> _Exercise details_:
Using the thread on upper versus lower case, explain in one to three sentences why the answer calls it wrong to convert strings to either case for a case-insensitive comparison, and what it recommends instead.

> _Supplied passage_:
-------------------------
Upper vs Lower Case
Asked Answered
P

9

107

When doing case-insensitive comparisons, is it more efficient to convert the string to upper case or lower case? Does it even matter?

It is suggested in this SO post that C# is more efficient with ToUpper because "Microsoft optimized it that way." But I've also read this argument that converting ToLower vs. ToUpper depends on what your strings contain more of, and that typically strings contain more lower case characters which makes ToLower more efficient.

In particular, I would like to know:

  • Is there a way to optimize ToUpper or ToLower such that one is faster than the other?
  • Is it faster to do a case-insensitive comparison between upper or lower case strings, and why?
  • Are there any programming environments (eg. C, C#, Python, whatever) where one case is clearly better than the other, and why?
Phenazine answered 24/10, 2008 at 17:47 Comment(0)
H
102

Converting to either upper case or lower case in order to do case-insensitive comparisons is incorrect due to "interesting" features of some cultures, particularly Turkey. Instead, use a StringComparer with the appropriate options.

MSDN has some great guidelines on string handling. You might also want to check that your code passes the Turkey test.

EDIT: Note Neil's comment around ordinal case-insensitive comparisons. This whole realm is pretty murky :(

Huge answered 24/10, 2008 at 18:28 Comment(21)
-------------------------
> _Information supplied_:
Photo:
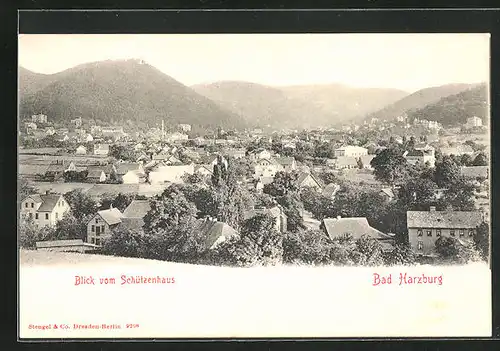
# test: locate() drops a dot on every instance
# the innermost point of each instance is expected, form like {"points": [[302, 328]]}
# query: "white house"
{"points": [[167, 173], [266, 167], [352, 151], [473, 122], [101, 149], [45, 210], [81, 150]]}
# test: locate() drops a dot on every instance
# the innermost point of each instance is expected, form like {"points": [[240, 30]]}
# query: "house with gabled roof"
{"points": [[45, 210], [214, 232], [101, 149], [287, 163], [101, 225], [129, 173], [355, 227], [425, 227], [308, 180]]}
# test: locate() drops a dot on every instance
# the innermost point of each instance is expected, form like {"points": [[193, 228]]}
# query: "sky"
{"points": [[403, 61]]}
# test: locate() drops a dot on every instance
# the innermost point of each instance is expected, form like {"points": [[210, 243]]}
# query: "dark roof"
{"points": [[137, 209], [95, 172], [475, 171], [212, 230], [330, 190], [355, 226], [111, 216], [49, 202], [124, 167], [304, 175], [32, 169], [443, 219], [285, 161], [59, 243]]}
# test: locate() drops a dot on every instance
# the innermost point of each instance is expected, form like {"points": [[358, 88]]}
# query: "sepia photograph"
{"points": [[254, 185]]}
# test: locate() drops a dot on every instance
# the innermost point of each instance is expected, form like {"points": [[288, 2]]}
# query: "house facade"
{"points": [[44, 210], [101, 224], [425, 227]]}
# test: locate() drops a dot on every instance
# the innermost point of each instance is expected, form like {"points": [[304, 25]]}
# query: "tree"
{"points": [[309, 247], [170, 228], [232, 201], [389, 166], [480, 160], [24, 189], [402, 254], [466, 160], [70, 227], [448, 247], [80, 203], [370, 250], [459, 195], [359, 161], [292, 207], [447, 172], [284, 183], [123, 242], [259, 243]]}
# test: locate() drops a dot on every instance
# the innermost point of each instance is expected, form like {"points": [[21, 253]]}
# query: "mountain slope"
{"points": [[418, 100], [455, 109], [343, 101], [30, 82], [305, 106], [121, 91], [259, 104]]}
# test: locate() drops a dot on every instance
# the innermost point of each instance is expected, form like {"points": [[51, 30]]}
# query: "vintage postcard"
{"points": [[254, 186]]}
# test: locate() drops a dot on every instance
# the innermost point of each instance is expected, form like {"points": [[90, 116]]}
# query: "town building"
{"points": [[101, 149], [186, 128], [474, 122], [425, 227], [44, 210], [351, 151], [40, 118], [81, 150], [420, 156], [355, 227], [214, 232], [101, 224], [308, 180]]}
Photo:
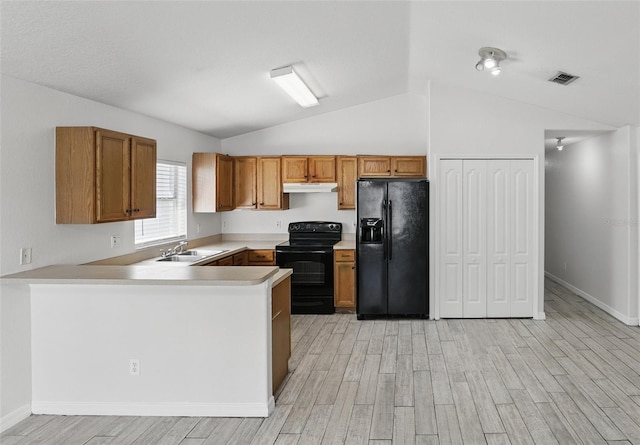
-------------------------
> _Answer in full_:
The answer calls converting to upper or lower case incorrect because some cultures, particularly Turkey, have "interesting" features that make it fail. It recommends using a StringComparer with the appropriate options instead.